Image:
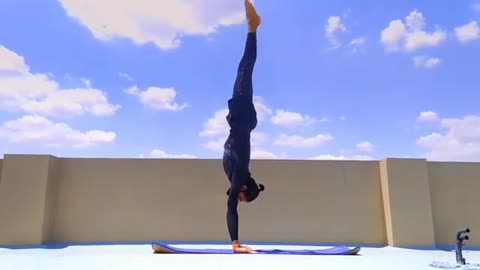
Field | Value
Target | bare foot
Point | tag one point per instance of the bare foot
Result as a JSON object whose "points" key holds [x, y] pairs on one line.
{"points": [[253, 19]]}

What to produce: Write out all of the rows above again in full, leaving out the pictures, and shift every x and y coordinate in the answers by -87.

Response to this task:
Image:
Field | Value
Target | bare foot
Point | tag one point per instance of the bare foot
Result as a JSON object whose "points" key holds [x, y] pairs on one line.
{"points": [[166, -68]]}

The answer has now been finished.